Task item — A word-for-word restatement of the data is what is needed.

Saved entries
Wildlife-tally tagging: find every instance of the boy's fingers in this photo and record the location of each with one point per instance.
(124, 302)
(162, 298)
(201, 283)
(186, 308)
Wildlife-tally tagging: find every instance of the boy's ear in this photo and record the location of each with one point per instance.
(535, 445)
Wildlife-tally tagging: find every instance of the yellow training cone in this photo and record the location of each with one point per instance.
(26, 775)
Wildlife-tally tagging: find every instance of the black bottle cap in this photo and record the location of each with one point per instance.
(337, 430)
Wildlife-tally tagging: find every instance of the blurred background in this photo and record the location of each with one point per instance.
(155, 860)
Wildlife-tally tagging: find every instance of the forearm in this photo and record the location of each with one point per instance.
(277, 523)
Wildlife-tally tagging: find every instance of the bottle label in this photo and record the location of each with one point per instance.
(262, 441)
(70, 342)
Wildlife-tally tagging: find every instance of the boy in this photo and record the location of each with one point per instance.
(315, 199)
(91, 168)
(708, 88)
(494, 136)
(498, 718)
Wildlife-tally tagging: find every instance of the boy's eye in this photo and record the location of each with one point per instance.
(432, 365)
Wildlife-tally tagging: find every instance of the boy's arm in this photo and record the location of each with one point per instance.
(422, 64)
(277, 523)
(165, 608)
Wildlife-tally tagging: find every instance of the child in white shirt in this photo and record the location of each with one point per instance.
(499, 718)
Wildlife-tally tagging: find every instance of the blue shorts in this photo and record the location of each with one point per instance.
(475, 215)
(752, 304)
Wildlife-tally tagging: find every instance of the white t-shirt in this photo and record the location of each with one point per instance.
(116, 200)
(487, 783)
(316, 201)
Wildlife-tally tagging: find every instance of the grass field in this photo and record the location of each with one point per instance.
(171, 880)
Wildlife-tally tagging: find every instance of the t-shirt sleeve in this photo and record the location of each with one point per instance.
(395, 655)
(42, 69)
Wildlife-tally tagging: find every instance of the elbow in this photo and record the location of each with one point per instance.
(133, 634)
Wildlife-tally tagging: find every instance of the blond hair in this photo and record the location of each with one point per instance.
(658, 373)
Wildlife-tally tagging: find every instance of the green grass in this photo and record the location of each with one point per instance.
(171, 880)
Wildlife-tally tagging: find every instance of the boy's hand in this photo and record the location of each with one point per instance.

Output of the exercise —
Wildlife-tally tagging: find every instance of the boy's fingers in this photo and record the location of each with one point per instance.
(124, 302)
(162, 298)
(201, 283)
(186, 308)
Wildlife-tally tagging: find every instance of the boy's ear in this photo and record the location of each with one point per instance.
(535, 445)
Wildlife-tally tagging: find every instance of the yellow training cone in this photo and record the location of each with one point per instance.
(26, 775)
Wildlife-tally tagging: find every instance of the black bottle cap in this photo and record the location of each with one point per instance.
(337, 430)
Wildlife-tally tagging: find every instance of the blurred background in this photo and record the location of each with one point per instance.
(155, 860)
Wildlife-tally tagging: find every instance of the forearm in this photo and record the location of each with one point per instance.
(277, 523)
Wildlife-tally tagging: find every instance of the bottle label in this photo and record the location of each with one point per instance.
(262, 441)
(70, 342)
Wildlife-tally tagging: find every instance of the boy in this photo and record the location of each with one point per instance.
(315, 199)
(91, 168)
(708, 88)
(494, 136)
(498, 718)
Wildlife-tally tagging: find every instance of the boy's eye in this photo and record the location of each with one point per instance.
(432, 365)
Wildlife-tally tagging: find every instance of the boy's arm in this photo and record the location of each with one point per instance.
(422, 64)
(277, 523)
(165, 608)
Wildlife-tally tagging: find every instance of the child in white shirt in this photo and record the location of each with one point per instance.
(499, 718)
Wildlife-tally tagging: find every instance of the blue shorts in this photo and record the location of each with one point per instance.
(475, 215)
(752, 304)
Wildlife-tally tagging: find every instance of the white t-shirt in this photo and record the location of each with one point per instance.
(116, 200)
(487, 783)
(316, 201)
Wildlife-tally tagging: find every instance of the grass field in this photo and record the location of each with one point per instance.
(171, 880)
Wildlife-tally tagging: find every instance of the t-shirt sleeve in this photo and record the location of each with one point per instance.
(395, 655)
(42, 69)
Wildlife-tally tagging: find every instance of the elbow in this photo and record the location of each with one point per instance.
(133, 634)
Wildlife-tally tagging: find every instance of the blond hair in this photo and record the location of each with one point per instance.
(658, 373)
Wildlife-tally tagging: find every instance of the green grass in this photo and record the location of each with one point per instance.
(171, 880)
Wildlife-tally tagging: find every instance of the boy's hand in this photo and record the location of each with one point per instance.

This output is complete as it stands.